• Exercise passage:

Since moving west over a decade ago, Tom Groneberg has worked with horses as a trail guide, as a ranch hand, and as the manager of his own ranch in Montana, but he has never owned a really good horse.... This description may be from another edition of this product.

Customer Reviews

5 ratings

Cowboys and storytellers, fathers and sons - one GOOD story

I loved Tom's The Secret Life of Cowboys, so was looking forward to this kinda sequel, more about Montana. I was not disappointed. I was a bit flummoxed at first when he started talking about another book he was reading, the memoir of a late 19th century cowboy ("Teddy Blue" Abbott), We Pointed Them North. I mean this is supposed to be a book about a 21st century cowboy - or cowboy wannabe. But it all works out very neatly. The two stories fit together remarkably well. Teddy Abbott was a man who didn't want to be tied down by the ordinariness of farm work. He wanted to "cowboy," and he did for nearly thirty years, before marrying and settling down to raise several children. Tom Groneberg, college educated, didn't want to become just another company man, or be shackled to the rat race of 20th (and 21st) century life. He too wanted to cowboy. And so he has dabbled at it for the past fifteen years or so. Fortunately, he found a woman who has put up with Tom chasing his dream of the western life. By the end of One Good Horse, Tom still isn't completely sure how his life will turn out. But he has taken his cue from the old cowboy Teddy Blue, who listed only one vocation or accomplishment on his tombstone: Father. Groneberg confides that he has always had a "nervous gene" - that he's always been at least a little terrified that he'll screw up. As a father, he has not. His assessment of himself as a husband and father is, I think, exceedingly modest and self-effacing. True, he still wants something just for himself - even if it's only a good horse. But that's not selfishness; it's simply his own way of trying to hang onto his dream. It may be a foolhardy dream these days, but it is nevertheless an admirable and bravely Quixotic one. At the end of this book, he gives wise advice to his three small sons, to be read at a later date. Then he says, simply, I'm done. I hope, Tom, that you're not done dreaming, because dreams are important, no matter how old you are. And I certainly hope you're not done writing, because I want to hear more of your story. Cowboys are important, sure, but even old Teddy Blue would tell you that storytellers are even more important. Keep on telling your story, Tom. Your boys will know you better one day. - Tim Bazzett, author of the Reed City Boy trilogy

WRITING AT ITS BEST

Author Groneberg's spare, beautiful, prose could make you weep in its honest simplicity. He takes the reader on the most intimate of journeys into his heart, his soul, and his mind. His struggles to come to grips with the ordinariness of his life while still daring to reach for extraordinary that he dreams of, is brillantly woven into stories of the past and the present, the human and the equine. Rarely does a memoir touch my soul as this one has. Reading this felt like a privilege. I was enriched in so many ways. I am grateful for the gift od Tom Groneberg.

One Good Book!

• Assigned task 1: In the book reviews, what one word did Teddy Blue list on his tombstone?
• Assigned task 2: Write out the part of the book reviews that opens with the words "Since moving west" and closes with "of this product.".

• Extracted data:
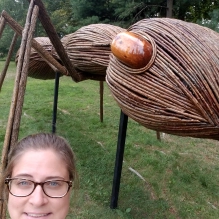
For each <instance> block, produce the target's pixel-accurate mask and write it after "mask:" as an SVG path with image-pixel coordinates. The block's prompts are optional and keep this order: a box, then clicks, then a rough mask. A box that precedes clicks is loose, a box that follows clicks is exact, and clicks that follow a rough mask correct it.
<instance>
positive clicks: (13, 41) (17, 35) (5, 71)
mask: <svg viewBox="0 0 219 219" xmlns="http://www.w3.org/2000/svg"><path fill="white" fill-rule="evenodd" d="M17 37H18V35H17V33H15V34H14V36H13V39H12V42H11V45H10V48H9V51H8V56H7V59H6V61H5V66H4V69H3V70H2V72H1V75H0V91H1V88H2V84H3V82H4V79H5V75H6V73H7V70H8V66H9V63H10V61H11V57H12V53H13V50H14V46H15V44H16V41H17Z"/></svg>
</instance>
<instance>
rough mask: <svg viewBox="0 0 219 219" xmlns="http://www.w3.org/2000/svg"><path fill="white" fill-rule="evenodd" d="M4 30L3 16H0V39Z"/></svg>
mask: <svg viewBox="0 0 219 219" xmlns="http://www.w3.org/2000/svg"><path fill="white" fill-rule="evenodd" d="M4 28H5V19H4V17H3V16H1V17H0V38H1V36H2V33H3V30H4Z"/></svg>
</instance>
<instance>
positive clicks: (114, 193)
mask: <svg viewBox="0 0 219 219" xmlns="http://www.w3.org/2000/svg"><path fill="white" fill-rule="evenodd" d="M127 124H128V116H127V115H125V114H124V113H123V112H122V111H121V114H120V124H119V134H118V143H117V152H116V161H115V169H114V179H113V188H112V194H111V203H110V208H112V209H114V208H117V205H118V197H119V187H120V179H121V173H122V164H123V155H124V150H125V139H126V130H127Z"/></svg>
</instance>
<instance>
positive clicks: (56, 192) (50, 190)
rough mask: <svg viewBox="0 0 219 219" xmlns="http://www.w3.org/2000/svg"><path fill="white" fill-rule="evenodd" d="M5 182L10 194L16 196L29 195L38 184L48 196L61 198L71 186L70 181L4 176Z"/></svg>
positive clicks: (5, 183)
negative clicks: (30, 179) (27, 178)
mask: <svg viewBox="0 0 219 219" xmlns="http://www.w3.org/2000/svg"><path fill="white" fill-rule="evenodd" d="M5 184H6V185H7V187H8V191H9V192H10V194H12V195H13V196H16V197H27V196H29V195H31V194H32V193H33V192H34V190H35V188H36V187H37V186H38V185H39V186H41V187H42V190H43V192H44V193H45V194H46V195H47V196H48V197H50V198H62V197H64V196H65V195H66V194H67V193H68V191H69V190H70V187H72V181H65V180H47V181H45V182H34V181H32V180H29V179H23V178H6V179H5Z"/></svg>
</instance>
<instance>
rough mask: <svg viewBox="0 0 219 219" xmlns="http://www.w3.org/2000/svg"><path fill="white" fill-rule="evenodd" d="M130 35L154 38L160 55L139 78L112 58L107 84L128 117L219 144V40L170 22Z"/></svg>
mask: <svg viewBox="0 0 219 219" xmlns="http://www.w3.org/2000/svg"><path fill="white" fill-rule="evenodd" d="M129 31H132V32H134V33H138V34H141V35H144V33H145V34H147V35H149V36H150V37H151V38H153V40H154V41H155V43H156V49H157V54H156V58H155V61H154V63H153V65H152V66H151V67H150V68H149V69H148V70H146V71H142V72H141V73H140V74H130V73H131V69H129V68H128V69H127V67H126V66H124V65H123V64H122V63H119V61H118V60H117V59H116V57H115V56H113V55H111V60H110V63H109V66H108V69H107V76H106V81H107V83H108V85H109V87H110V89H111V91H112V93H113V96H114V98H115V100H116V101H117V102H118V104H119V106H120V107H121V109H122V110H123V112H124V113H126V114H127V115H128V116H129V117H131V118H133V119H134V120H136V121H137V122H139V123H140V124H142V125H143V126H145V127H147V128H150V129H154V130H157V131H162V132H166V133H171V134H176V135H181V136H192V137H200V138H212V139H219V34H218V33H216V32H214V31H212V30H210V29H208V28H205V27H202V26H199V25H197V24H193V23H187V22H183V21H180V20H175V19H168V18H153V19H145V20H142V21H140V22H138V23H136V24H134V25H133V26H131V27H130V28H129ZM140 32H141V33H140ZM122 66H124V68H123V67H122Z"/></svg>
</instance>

• Final answer 1: Father

• Final answer 2:
Since moving west over a decade ago, Tom Groneberg has worked with horses as a trail guide, as a ranch hand, and as the manager of his own ranch in Montana, but he has never owned a really good horse.... This description may be from another edition of this product.